Exercise description:
Add 119 to each answer coordinate, and write out only the items from the line with "Question. Locate the ocean" to the line with "x=236 y=136", both included. Reproduce every line in that range, leaving everything except the answer coordinates unchanged, including the sample coordinates in the item text.
— Begin Items —
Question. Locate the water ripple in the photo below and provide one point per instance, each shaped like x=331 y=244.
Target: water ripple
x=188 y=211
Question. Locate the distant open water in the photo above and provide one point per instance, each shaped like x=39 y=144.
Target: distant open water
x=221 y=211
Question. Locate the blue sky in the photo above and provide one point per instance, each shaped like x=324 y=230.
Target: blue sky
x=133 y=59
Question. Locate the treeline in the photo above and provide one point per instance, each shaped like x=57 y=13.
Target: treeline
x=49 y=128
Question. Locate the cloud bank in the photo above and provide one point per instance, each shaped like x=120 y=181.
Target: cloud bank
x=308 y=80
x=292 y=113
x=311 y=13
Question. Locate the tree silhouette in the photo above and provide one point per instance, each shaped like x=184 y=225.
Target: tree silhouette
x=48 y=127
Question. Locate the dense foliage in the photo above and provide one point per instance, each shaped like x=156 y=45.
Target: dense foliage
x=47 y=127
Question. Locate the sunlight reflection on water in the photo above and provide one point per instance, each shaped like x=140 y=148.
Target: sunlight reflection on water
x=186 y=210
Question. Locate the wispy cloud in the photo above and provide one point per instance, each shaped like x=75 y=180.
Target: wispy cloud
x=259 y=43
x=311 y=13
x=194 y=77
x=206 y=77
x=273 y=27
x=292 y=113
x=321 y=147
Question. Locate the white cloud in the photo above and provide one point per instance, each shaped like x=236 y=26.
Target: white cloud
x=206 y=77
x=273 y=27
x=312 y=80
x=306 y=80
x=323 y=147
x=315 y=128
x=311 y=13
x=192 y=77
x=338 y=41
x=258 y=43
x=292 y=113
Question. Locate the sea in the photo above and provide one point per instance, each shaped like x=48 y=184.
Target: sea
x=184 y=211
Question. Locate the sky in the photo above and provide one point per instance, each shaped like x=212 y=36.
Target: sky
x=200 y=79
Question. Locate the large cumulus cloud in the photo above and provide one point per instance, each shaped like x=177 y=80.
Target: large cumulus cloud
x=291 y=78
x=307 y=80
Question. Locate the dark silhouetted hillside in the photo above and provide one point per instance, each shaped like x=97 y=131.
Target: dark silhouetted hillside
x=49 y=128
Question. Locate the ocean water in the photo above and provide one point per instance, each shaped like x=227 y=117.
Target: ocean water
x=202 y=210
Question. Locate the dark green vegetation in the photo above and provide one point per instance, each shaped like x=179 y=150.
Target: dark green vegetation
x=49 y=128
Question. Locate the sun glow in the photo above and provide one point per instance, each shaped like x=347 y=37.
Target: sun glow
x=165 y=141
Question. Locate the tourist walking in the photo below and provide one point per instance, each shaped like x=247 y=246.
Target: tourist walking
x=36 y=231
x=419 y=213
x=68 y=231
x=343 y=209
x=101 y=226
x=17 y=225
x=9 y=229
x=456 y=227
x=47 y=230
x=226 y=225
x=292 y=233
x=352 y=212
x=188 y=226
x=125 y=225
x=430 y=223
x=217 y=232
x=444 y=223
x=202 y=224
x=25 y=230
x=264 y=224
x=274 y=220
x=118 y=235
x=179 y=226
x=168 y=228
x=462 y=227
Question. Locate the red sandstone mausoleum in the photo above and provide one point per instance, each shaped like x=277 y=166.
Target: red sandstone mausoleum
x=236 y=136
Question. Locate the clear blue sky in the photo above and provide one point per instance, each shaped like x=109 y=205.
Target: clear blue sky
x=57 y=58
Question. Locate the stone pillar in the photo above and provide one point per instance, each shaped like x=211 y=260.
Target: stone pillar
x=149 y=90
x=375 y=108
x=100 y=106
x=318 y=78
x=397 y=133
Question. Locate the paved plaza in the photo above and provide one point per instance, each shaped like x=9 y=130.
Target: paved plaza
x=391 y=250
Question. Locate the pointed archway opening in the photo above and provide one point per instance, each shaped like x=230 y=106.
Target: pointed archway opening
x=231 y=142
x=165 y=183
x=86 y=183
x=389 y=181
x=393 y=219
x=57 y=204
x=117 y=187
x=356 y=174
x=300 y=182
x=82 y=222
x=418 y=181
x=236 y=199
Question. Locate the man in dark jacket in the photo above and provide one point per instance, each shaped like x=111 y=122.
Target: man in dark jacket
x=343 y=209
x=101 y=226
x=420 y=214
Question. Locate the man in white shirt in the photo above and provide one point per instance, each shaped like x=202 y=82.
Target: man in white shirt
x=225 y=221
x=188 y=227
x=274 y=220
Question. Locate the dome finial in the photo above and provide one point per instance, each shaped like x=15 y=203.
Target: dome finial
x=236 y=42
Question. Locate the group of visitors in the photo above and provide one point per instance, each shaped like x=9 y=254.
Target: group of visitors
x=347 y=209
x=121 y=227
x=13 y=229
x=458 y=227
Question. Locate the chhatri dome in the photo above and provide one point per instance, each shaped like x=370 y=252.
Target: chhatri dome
— End Items —
— Begin Items —
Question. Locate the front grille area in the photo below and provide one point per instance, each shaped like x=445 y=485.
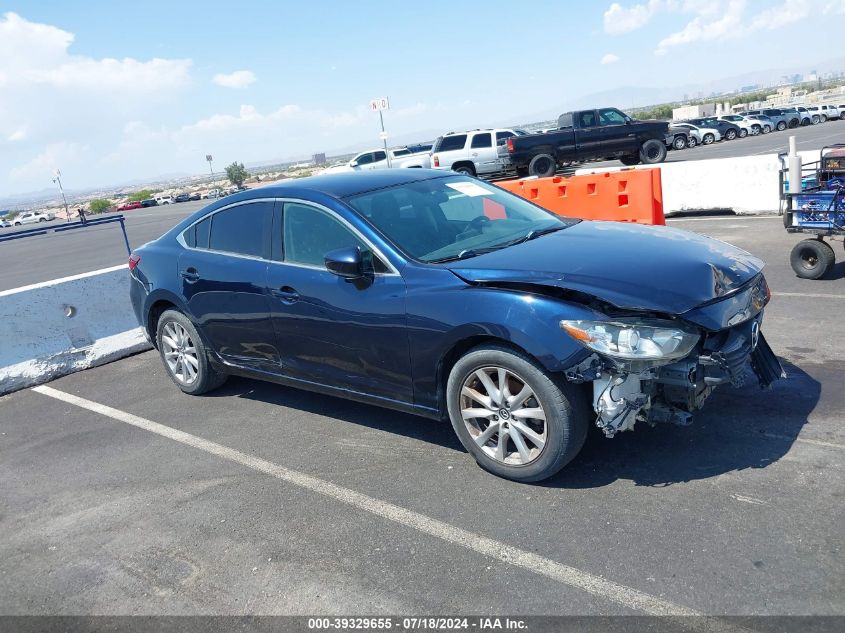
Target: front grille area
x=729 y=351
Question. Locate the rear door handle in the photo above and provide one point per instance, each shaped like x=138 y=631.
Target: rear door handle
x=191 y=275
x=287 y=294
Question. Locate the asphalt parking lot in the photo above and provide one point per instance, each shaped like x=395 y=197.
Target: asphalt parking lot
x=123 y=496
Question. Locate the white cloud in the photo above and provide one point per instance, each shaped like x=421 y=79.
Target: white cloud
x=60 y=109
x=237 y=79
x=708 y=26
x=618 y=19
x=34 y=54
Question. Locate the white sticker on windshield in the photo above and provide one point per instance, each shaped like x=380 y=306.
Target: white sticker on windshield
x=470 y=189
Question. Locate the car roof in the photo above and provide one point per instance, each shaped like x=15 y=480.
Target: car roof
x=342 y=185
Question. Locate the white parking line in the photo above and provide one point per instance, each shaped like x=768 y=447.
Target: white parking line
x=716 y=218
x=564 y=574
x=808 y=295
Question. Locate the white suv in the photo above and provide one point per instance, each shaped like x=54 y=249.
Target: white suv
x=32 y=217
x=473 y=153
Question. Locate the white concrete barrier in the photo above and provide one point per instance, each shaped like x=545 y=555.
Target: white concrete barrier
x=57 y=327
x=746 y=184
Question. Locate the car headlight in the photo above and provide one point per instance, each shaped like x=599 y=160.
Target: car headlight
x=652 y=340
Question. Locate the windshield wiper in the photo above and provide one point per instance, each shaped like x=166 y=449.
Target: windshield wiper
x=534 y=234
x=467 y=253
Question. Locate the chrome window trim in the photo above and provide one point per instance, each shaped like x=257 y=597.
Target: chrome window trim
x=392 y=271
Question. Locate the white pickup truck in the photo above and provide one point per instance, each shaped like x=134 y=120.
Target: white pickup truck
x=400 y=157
— End Items —
Exercise output:
Question. Locate the ocean water in the photo above and provide one point per instance, each shaped like x=227 y=117.
Target: ocean water
x=321 y=329
Question. Locate the dark green vegetation in the photo above and provide one point per instance, each shaped like x=179 y=150.
Target: dark green vegetation
x=168 y=247
Question. Locate the sun glow in the photo above and provide one point per instance, each shaped like x=347 y=37.
Target: sun glow
x=284 y=260
Question. Locate the tourist walking in the photo below and provide one point per instance, each shaped like x=247 y=246.
Target: tourist walking
x=155 y=350
x=538 y=332
x=187 y=350
x=462 y=328
x=220 y=345
x=136 y=344
x=128 y=348
x=575 y=346
x=166 y=349
x=345 y=344
x=411 y=352
x=471 y=331
x=307 y=345
x=244 y=344
x=549 y=342
x=336 y=351
x=563 y=342
x=321 y=343
x=144 y=349
x=383 y=343
x=393 y=339
x=237 y=354
x=298 y=345
x=287 y=347
x=581 y=346
Question. Locate the red sandstone mausoleum in the photo above and provide one point per instance, each shaped like x=277 y=166.
Target: red sandstone mausoleum
x=355 y=255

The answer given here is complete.